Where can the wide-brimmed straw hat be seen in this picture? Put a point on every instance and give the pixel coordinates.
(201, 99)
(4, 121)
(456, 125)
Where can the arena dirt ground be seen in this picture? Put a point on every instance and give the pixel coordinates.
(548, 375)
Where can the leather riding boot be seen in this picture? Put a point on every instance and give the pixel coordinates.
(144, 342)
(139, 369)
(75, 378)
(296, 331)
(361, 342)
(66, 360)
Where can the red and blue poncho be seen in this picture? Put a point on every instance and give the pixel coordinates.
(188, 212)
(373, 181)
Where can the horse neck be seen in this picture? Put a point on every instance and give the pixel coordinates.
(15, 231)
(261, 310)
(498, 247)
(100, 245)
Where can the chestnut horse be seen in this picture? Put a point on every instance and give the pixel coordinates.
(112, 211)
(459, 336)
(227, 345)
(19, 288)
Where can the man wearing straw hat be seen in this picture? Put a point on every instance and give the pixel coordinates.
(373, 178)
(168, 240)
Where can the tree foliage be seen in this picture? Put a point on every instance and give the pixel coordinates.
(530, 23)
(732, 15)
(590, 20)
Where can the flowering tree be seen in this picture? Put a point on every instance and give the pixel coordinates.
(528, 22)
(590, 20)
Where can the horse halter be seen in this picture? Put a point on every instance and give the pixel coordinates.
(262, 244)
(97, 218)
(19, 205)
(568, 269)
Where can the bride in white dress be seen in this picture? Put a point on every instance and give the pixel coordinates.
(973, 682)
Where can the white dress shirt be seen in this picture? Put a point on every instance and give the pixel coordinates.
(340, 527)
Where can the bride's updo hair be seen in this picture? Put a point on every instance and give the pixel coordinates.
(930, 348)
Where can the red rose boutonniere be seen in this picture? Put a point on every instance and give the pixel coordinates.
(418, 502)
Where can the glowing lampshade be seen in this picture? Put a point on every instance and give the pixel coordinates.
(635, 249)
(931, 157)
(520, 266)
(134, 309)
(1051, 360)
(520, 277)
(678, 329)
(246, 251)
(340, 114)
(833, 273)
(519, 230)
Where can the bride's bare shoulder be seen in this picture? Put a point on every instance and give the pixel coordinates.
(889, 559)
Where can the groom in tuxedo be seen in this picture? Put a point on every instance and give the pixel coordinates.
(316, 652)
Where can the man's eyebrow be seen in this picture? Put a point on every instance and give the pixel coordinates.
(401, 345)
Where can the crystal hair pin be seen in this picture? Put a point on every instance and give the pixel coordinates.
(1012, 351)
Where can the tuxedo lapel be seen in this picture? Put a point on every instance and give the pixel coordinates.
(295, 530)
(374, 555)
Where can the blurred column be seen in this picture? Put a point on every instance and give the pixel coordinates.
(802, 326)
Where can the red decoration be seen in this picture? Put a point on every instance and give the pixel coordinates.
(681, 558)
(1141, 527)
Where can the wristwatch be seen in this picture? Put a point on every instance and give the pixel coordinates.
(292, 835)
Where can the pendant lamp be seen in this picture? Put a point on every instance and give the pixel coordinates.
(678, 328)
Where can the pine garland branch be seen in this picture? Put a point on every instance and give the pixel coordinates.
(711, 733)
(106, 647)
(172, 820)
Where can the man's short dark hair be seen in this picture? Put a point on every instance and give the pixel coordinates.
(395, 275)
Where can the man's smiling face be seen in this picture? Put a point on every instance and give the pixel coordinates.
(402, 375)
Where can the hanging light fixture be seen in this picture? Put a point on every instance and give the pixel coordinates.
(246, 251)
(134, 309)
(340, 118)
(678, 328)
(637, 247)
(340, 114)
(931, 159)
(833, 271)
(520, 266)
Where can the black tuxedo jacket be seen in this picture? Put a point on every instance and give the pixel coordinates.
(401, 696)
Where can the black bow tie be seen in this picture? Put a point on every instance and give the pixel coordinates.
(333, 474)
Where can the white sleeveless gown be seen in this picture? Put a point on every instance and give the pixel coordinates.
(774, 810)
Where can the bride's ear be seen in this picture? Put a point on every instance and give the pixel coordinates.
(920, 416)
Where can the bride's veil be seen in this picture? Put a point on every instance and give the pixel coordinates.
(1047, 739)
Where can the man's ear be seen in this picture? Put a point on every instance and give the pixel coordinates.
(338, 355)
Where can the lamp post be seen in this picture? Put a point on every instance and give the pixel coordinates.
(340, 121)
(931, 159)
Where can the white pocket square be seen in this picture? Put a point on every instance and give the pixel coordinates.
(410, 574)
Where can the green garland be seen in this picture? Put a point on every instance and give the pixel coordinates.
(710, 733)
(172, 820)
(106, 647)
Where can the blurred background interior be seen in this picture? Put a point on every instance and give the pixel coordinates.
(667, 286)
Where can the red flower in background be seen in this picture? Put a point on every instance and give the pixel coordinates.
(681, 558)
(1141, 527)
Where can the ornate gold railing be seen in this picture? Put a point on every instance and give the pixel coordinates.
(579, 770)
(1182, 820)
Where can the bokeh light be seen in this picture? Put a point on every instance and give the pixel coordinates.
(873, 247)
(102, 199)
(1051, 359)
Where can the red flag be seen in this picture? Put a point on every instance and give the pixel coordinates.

------------------------------------------------

• _EXERCISE_
Repeat the records above exactly, with nothing left out.

• _ANSWER FOR THE TASK_
Where can the wide-brimmed straw hat be seen in this picture? Put a point on every instance and give the pixel coordinates.
(201, 99)
(4, 121)
(456, 125)
Where can the arena dirt ground be seen in this picture? Put a point on every instance and give the pixel coordinates.
(548, 375)
Where can the leather riding boot be seen in this picture? Put a point on every instance and give the pixel coordinates.
(144, 342)
(139, 369)
(75, 378)
(296, 331)
(361, 342)
(66, 360)
Where can the red and blue poncho be seen in this picture? Put a point on every instance and give the pixel coordinates.
(188, 212)
(373, 181)
Where can the horse neck be seen in this picture? Put a point on every instance and give the pixel coordinates.
(15, 231)
(261, 310)
(498, 247)
(100, 245)
Where can the chestnut horse be seen in this picture? Put a point on every instance and give the pixel coordinates.
(112, 211)
(459, 336)
(227, 345)
(19, 288)
Where can the man wearing straw hat be seen in this picture? Put a point on every instance and give the pixel coordinates.
(373, 178)
(168, 240)
Where can the tree foliage be seen in this picture? Put a point on every instance and give the pixel coordinates.
(530, 23)
(732, 15)
(590, 20)
Where can the flowering tree be seen in this picture? Put a point on every instance and give the pixel coordinates.
(528, 22)
(590, 20)
Where can the horse halter be seen in this picture? Put a point on every instance and give the pixel coordinates.
(262, 244)
(97, 218)
(19, 205)
(568, 269)
Where can the bride in white dress be seen in this picture? Put a point on every instance and give the pixel coordinates.
(973, 682)
Where can the white dress shirt be seen in this picture? Put a point on every instance and give the pixel coordinates.
(340, 527)
Where can the bride's updo hair be seen in this picture? Put a point on every instance and give the pixel coordinates.
(930, 348)
Where can the red rose boutonniere be seen in this picture? Put a point on every instance and give the pixel coordinates.
(418, 502)
Where can the glowing lampshade be seen in this picture? Put a point on every instance and give the pixel coordinates.
(635, 249)
(931, 157)
(520, 266)
(134, 309)
(1051, 360)
(520, 277)
(678, 329)
(246, 251)
(340, 114)
(833, 273)
(519, 230)
Where can the bride's bare shoulder be seen in this picture? Put a point on every instance and give the pixel coordinates.
(889, 559)
Where can the groom in tuxedo be seen in this picture? Put a point on every instance and give the pixel coordinates.
(316, 652)
Where can the man's eyebrow be seen in this picture? Put a point on every instance and give the pixel coordinates.
(401, 345)
Where can the crystal hair pin be seen in this picture? Put a point on every instance and give the pixel coordinates.
(1012, 351)
Where can the tuxedo lapel be seen in this picture? Put a point on every instance and give the pixel coordinates.
(295, 530)
(374, 555)
Where can the blurred column be seen in this picture? Put a point on every instance and give the pixel coordinates.
(802, 326)
Where can the red decoration be seen in this picture? Put a point on every instance and give the pixel coordinates.
(681, 558)
(1141, 527)
Where can the wristwatch be seen in this picture? Put a point on every instance and give the pixel coordinates.
(292, 835)
Where can the pendant lamp be seen in this picture? Put a point on every instance and give the pixel coordinates.
(678, 328)
Where can the pine garland branch be seen in this picture? Put a point on every instance and give the pixel coordinates.
(711, 733)
(106, 647)
(172, 820)
Where can the man's short dark hair be seen in this picture? Put a point on every instance and give the pixel coordinates.
(395, 275)
Where can the man's smiling face be seen in this picture? Put a point on every instance and give the pixel coordinates.
(402, 375)
Where can the hanging light fixture be seen in this picture? Put a point on every instance and give the pixel coordinates.
(246, 251)
(134, 309)
(340, 118)
(678, 328)
(637, 247)
(340, 114)
(931, 159)
(833, 271)
(520, 266)
Where can the black tuxedo jacket be seen in this picture? Put a point on every instance and give the pixel coordinates.
(401, 696)
Where can the black bow tie be seen in this picture? Put a point on every instance and give the pixel coordinates.
(333, 474)
Where can the white sleeveless gown be seen in this picture? Put a point on every instance and give the pixel coordinates.
(774, 810)
Where can the bride's ear be seen in this picture? Put a point on every instance and give the pixel coordinates.
(920, 416)
Where can the bride's veil be seen in this picture? Put a point on every instance and give the pixel coordinates.
(1047, 739)
Where can the man's ear be seen in this picture? Put a point on every instance and give the pixel coordinates.
(338, 355)
Where can the lamp post be seen in this picture? Put a point on every instance and give the pixel coordinates.
(340, 121)
(931, 159)
Where can the white pocket square be seen in this picture? Put a point on every instance and give the pixel coordinates.
(410, 574)
Where can the green garland be seen in this picture? Put a point on every instance and give the pixel coordinates.
(710, 733)
(172, 820)
(106, 647)
Where can the blurred background interior be seen in this picture? Put a point on every instance and give the pixel coordinates.
(667, 286)
Where can the red flower in background be seen in this picture? Put a point on every instance and give the pixel coordinates.
(681, 558)
(1141, 527)
Where can the ornate gold railing be seen in this picture? Put a point on every instance and give the pixel coordinates.
(579, 770)
(1182, 820)
Where can the bokeh light be seen in this picture? Put a point on every instance and give the pixel coordinates.
(873, 247)
(102, 199)
(1051, 359)
Where can the red flag be seen in this picture? Put a point on every instance and give the pixel coordinates.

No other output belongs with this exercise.